*What needs to be done*
Change every "marker" in the rows below to "dot". Write all the lines out again with nothing else altered.

Records from a dataset
⁂

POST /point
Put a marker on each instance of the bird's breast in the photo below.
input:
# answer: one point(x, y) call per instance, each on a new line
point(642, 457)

⁂

*Output of the exercise*
POST /point
Put a dot on each instance of the bird's breast in the photo below.
input:
# answer: one point(x, y) call per instance, each on a new line
point(642, 457)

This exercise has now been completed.